Direction >>
Reproduce the entries below line for line, changing nothing.

Record list >>
--- --- ---
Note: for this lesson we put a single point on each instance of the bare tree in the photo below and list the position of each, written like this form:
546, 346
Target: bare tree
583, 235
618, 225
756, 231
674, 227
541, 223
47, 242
--- --- ---
Reply >>
Note: for this lesson we put a single point on each instance of the bare tree in the photo below and list the position of each, written like this form:
546, 346
Target: bare tree
583, 235
618, 225
756, 231
674, 227
541, 223
47, 242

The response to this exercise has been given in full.